— START OF Document segment —
We assessed and compared the PC expansions computed using either the OLS or OMP methods. Except for \(\mathrm{pH}\), \(\mathrm{pe}+\mathrm{pH},\) \(\mathrm{S(VI)}\) and \({\mathrm{log}}_{10}\,{\mathrm{p}}_{{\mathrm{CO}}_2}\), a logarithmic transformation improved the surrogate approximations. Indeed, the log variables exhibited smoother dependences with respect to the uncertain input parameters than the original ones, and their use reduced the approximation errors of the original variables. In practice, the change of variable is trivial and consists of (i) building a PC expansion \(v^{\mathscr {K}}({\varvec{\xi }})\) of \(v({\varvec{\xi }}):=\log (u({\varvec{\xi }}))\) using the set \(\mathscr {V}\) of logarithmically transformed outputs

$$\begin{aligned} \mathscr {V}:=\big \{v^{(m)}:=\log \big (u^{(m)}\big )\big \}, \end{aligned}$$
(14)

and (ii) applying the backward transformation to retrieve the original variables

$$\begin{aligned} u^{\mathscr {K}}({\varvec{\xi }}) :=\exp \left( v^{\mathscr {K}}({\varvec{\xi }})\right) . \end{aligned}$$
(15)

The PC expansions were built with a training set \(\mathscr {X}\) of \(M=10^{4}\) Monte-Carlo realizations and their errors were estimated using an independent validation set \(\mathscr {X}_{*}\) of \(M_{*}=10^4\) Monte-Carlo realizations. The accuracy of four PC expansions were compared with three obtained with the OLS method in which different maximal degrees were used \(d^{\circ }=1, 2, 3\), and one obtained with the OMP using a dictionary of \(N_{\mathrm{b}}(5)=42504\) functions. The number of PC basis functions for the OLS method is \(N_{\mathrm{b}}(1)=21\), \(N_{\mathrm{b}}(2)=210\), \(N_{\mathrm{b}}(3)=1540\) while the number of active functions retained in the OMP method depends on the QoI and is reported in Table 3.

Table 3 Number of terms retained in the OMP method for each QoI.

Two error metrics were used to estimate the accuracy of the approximations (Fig. 1): the root mean squared error normalized by the empirical variance \(\widehat{\mathbb {V}}_{\mathscr {X}_{*}}(\cdot )\) of the QoI,

$$\begin{aligned} e_1 := \left[ \frac{1}{M_{*}}\sum _{{\varvec{\xi }}\in \mathscr {X}_{*}} \frac{\left( u\big ({\varvec{\xi }}\big )-u^{\mathscr {K}}\big ({\varvec{\xi }}\big )\right) ^2}{\widehat{\mathbb {V}}_{\mathscr {X}_{*}}(u)}\right] ^{1/2}, \end{aligned}$$
(16)
— END OF Document segment —
— START OF Data excerpts —
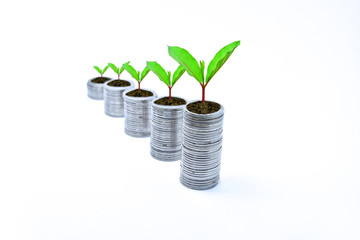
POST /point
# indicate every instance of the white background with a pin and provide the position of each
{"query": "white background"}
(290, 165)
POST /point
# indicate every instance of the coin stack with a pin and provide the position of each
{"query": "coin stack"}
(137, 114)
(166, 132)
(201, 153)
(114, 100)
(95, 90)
— END OF Data excerpts —
— START OF Data excerpts —
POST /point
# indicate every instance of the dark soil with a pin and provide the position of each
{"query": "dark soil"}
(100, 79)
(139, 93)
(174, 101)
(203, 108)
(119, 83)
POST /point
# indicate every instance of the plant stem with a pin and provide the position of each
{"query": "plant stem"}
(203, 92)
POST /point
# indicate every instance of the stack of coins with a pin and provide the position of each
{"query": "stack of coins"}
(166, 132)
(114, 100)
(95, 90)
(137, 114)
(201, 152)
— END OF Data excerpts —
— START OF Data excerpts —
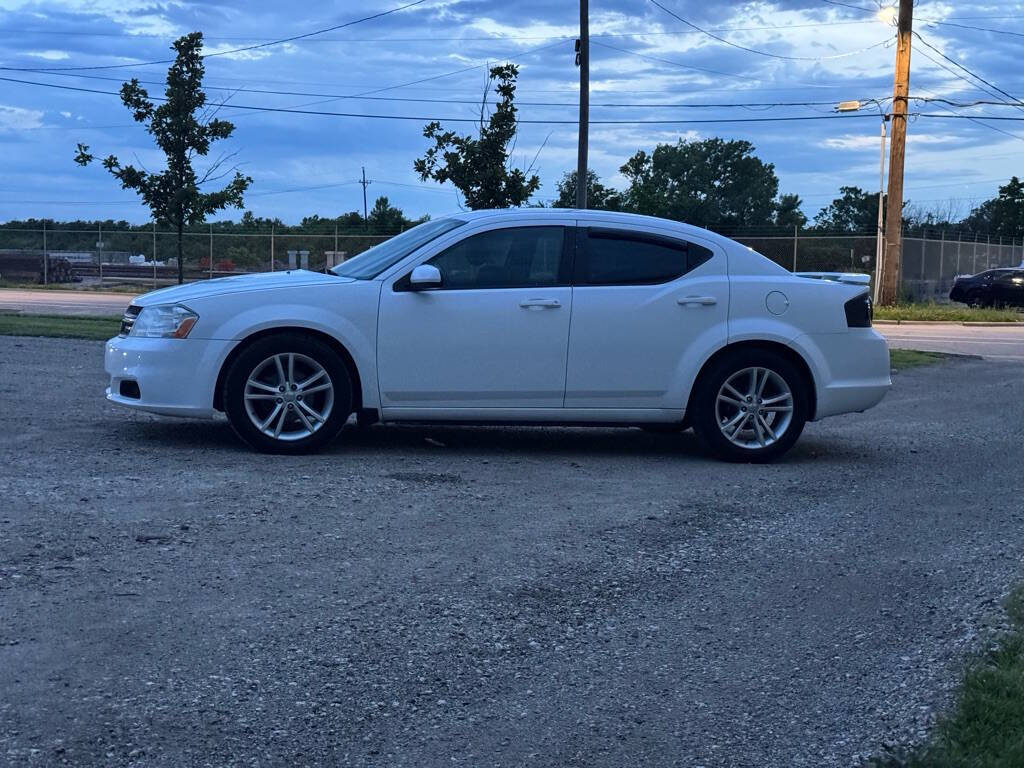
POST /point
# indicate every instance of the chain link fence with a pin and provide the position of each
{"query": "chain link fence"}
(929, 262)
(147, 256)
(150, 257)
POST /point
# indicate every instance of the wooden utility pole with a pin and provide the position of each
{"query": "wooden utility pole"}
— END OF Data excerpts —
Exercise instructions |
1/ Quote the part of the PC expansion passage that opens with the words containing "The PC expansions were" and closes with "reported in Table 3.".
2/ In the PC expansion passage, how many functions make up the dictionary used with the OMP method?
3/ Proceed with the PC expansion passage from the point where it stops.

Task-by-task answers |
1/
The PC expansions were built with a training set \(\mathscr {X}\) of \(M=10^{4}\) Monte-Carlo realizations and their errors were estimated using an independent validation set \(\mathscr {X}_{*}\) of \(M_{*}=10^4\) Monte-Carlo realizations. The accuracy of four PC expansions were compared with three obtained with the OLS method in which different maximal degrees were used \(d^{\circ }=1, 2, 3\), and one obtained with the OMP using a dictionary of \(N_{\mathrm{b}}(5)=42504\) functions. The number of PC basis functions for the OLS method is \(N_{\mathrm{b}}(1)=21\), \(N_{\mathrm{b}}(2)=210\), \(N_{\mathrm{b}}(3)=1540\) while the number of active functions retained in the OMP method depends on the QoI and is reported in Table 3.

2/ 42504 functions

3/
and the root mean squared relative error,

$$\begin{aligned} e_2 := \left[ \frac{1}{M_{*}} \sum _{{\varvec{\xi }}\in \mathscr {X}_{*}} \left( \frac{u\big ({\varvec{\xi }}\big )-u^{\mathscr {K}}\big ({\varvec{\xi }}\big )}{u\big ({\varvec{\xi }}\big )}\right) ^2\right] ^{1/2}. \end{aligned}$$
(17)

The global normalization of error \(e_1\) allows to express the approximation error of the QoI in comparison with its uncertainty level whereas the local normalization of error \(e_2\) is suitable when the approximation error and/or the QoI have different magnitudes across the parametric domain. The error levels obtained for the large range case were higher than for the small range case (roughly one order of magnitude) because large variations of input parameters induced more complex dependencies in geochemical reactions. As expected, the errors associated with the OLS method decreased when the maximal degree increased since the addition of higher order terms improved the approximations of the stochastic nonlinearities. A further increase of the maximal degree was not an option to reduce the error because the number of basis functions \(N_{\mathrm{b}}(4)=8855\) was too close to the sample size \(M=10^4\), thereby producing an ill-conditioned matrix \(A^\top A\) in (11). On the contrary, the PC expansions obtained by the OMP method exhibited a higher accuracy and a lower number of terms (Table 3). Therefore, in subsequent analyses, we used the OMP surrogate models for which the error level was at most \(1\%\) for \(e_1\) and \(0.5\%\) for \(e_2\) in the small range case and \(10\%\) for \(e_1\) and \(7\%\) for \(e_2\) in the large range case. Lastly, we note that the input parameters distributions can be changed retroactively on a subset of the parametric domain provided that the surrogate model error is sufficiently low over this subset.

Figure 1
figure 1

Validation errors for different PC expansions.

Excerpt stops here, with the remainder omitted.